## THE TASK
Look through the data below and say how many of its lines contain "shirt", adding nothing else.

## MATERIAL TO PROCESS
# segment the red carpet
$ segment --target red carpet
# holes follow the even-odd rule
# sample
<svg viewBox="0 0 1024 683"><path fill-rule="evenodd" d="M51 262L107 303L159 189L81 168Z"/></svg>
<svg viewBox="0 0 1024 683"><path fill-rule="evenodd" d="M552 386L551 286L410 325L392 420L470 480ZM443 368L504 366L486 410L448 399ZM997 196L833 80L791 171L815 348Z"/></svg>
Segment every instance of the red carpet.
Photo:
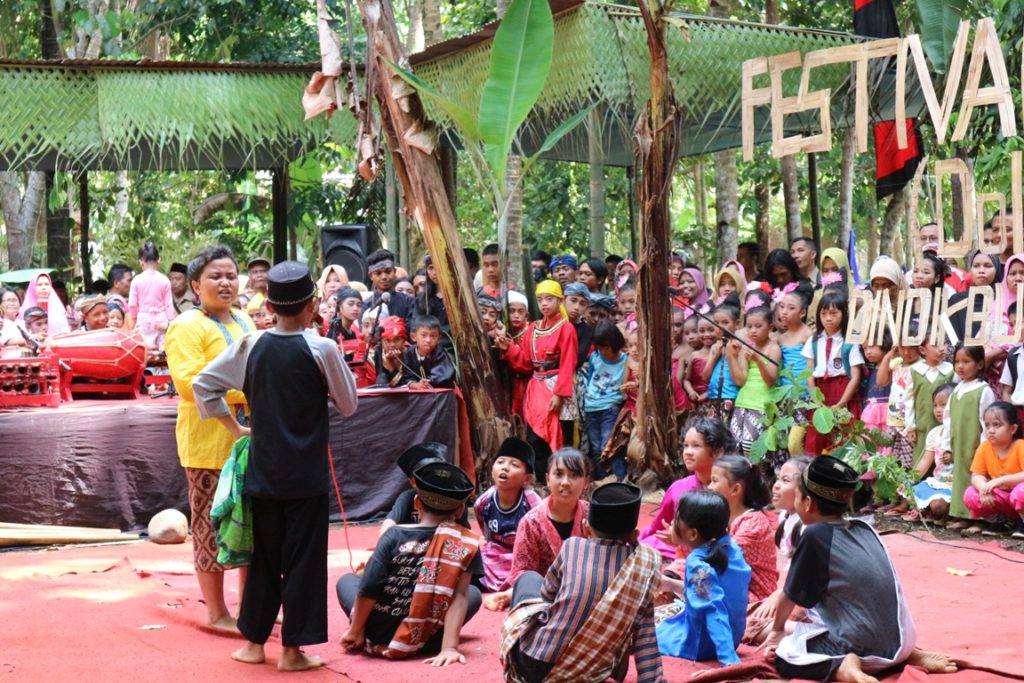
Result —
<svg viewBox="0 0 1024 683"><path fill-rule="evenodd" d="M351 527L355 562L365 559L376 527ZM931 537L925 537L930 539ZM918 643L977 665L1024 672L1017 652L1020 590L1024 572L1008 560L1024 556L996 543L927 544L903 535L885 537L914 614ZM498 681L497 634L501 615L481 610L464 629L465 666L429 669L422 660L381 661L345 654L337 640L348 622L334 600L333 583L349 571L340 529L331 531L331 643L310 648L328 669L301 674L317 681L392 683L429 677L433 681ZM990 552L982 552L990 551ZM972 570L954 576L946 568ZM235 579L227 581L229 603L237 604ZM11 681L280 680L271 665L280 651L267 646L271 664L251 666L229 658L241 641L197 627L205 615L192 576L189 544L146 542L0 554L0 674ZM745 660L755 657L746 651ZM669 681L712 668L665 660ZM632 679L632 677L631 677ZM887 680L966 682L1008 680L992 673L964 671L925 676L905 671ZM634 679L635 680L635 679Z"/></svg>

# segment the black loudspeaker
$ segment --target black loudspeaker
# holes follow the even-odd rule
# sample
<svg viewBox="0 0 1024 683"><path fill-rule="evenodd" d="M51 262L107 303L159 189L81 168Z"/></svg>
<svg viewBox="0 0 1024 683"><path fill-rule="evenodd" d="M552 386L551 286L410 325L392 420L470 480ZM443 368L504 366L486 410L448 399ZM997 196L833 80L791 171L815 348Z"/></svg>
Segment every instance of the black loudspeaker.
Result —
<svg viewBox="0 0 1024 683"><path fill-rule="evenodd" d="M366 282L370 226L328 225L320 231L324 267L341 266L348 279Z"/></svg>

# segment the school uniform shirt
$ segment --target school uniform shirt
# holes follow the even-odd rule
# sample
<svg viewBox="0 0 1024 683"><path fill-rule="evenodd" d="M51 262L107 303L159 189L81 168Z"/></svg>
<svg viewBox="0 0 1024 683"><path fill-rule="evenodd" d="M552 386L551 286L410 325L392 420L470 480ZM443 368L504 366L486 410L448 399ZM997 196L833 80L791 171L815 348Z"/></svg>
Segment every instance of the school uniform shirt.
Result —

## EXERCISE SOLUTION
3